GIVEN TASK ▸
Report how many lines in the entries below contain the word "sneaker". Reply with the number only.

Extracted records:

======

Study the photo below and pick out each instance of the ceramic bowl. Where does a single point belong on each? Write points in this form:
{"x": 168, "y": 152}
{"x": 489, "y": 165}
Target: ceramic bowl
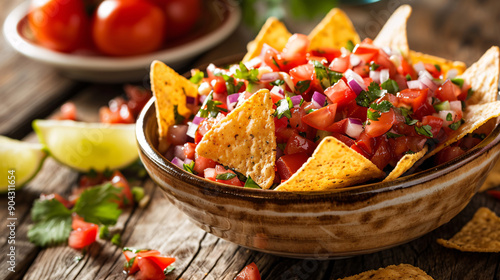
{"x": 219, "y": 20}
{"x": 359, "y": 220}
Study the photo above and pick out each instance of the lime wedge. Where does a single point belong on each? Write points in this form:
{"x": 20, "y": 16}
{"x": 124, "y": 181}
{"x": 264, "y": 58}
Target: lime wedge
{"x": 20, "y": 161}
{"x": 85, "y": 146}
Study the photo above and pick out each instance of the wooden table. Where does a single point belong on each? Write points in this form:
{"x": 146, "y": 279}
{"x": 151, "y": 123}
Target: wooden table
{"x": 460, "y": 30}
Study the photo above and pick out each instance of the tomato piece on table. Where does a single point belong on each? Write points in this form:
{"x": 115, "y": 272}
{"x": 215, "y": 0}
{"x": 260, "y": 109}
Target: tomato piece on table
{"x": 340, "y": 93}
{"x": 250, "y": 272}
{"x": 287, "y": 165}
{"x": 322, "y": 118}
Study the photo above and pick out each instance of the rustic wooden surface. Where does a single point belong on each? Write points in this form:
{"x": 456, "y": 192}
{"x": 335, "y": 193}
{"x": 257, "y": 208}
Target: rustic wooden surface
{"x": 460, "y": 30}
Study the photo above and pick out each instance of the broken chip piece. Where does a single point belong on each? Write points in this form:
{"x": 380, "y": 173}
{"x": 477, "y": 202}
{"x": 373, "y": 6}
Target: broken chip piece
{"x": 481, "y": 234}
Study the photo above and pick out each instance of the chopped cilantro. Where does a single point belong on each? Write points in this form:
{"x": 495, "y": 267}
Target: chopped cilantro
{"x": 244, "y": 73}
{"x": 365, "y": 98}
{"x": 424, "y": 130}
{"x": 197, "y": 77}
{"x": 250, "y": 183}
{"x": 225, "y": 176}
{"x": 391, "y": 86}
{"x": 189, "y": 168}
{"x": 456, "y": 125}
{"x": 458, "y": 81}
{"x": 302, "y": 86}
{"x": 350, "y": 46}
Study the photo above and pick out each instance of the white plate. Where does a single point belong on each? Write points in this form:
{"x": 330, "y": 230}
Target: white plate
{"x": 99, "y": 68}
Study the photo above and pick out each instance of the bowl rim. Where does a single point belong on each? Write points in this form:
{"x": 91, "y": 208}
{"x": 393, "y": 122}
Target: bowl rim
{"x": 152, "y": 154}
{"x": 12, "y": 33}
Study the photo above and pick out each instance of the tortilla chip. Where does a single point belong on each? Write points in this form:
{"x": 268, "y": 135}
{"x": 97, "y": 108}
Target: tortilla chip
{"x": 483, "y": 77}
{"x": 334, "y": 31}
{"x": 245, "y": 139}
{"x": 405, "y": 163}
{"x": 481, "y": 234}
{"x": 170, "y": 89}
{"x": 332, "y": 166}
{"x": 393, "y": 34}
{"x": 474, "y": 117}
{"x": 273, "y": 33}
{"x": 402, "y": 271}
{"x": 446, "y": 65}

======

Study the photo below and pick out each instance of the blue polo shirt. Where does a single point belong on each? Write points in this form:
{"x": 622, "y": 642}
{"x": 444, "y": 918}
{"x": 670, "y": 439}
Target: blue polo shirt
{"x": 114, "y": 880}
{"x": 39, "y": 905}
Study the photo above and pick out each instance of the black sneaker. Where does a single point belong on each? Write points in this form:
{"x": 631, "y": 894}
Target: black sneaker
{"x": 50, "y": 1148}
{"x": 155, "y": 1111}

======

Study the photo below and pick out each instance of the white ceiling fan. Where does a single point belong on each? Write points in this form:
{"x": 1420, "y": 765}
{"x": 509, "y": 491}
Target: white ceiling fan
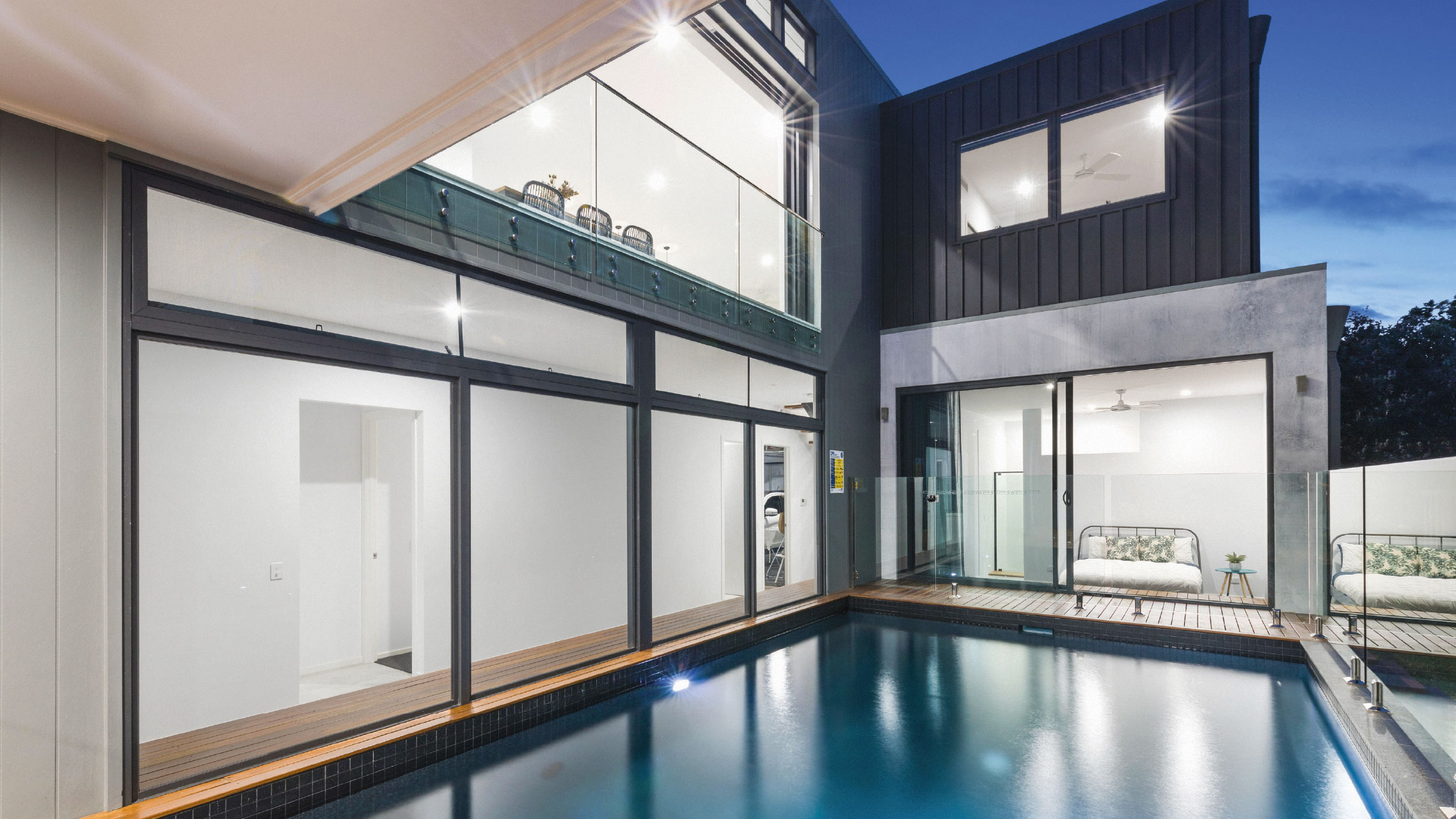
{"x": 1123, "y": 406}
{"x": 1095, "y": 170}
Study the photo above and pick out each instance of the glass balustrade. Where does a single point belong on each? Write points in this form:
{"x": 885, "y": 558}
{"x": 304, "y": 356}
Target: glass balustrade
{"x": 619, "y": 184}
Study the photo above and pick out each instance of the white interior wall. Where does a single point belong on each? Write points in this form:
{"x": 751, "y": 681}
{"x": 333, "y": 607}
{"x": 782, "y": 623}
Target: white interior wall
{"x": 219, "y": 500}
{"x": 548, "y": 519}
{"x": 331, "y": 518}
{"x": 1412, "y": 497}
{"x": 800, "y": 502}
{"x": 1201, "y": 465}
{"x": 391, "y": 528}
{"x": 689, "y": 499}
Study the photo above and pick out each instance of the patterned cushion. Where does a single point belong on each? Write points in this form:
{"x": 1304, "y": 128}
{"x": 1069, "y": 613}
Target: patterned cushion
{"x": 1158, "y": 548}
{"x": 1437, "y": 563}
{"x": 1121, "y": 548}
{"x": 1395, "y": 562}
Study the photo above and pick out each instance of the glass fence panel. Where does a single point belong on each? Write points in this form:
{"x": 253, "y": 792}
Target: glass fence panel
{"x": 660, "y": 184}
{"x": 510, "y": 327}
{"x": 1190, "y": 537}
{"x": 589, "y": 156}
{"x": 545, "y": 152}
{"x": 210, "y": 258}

======

EXERCISE OUTPUT ▸
2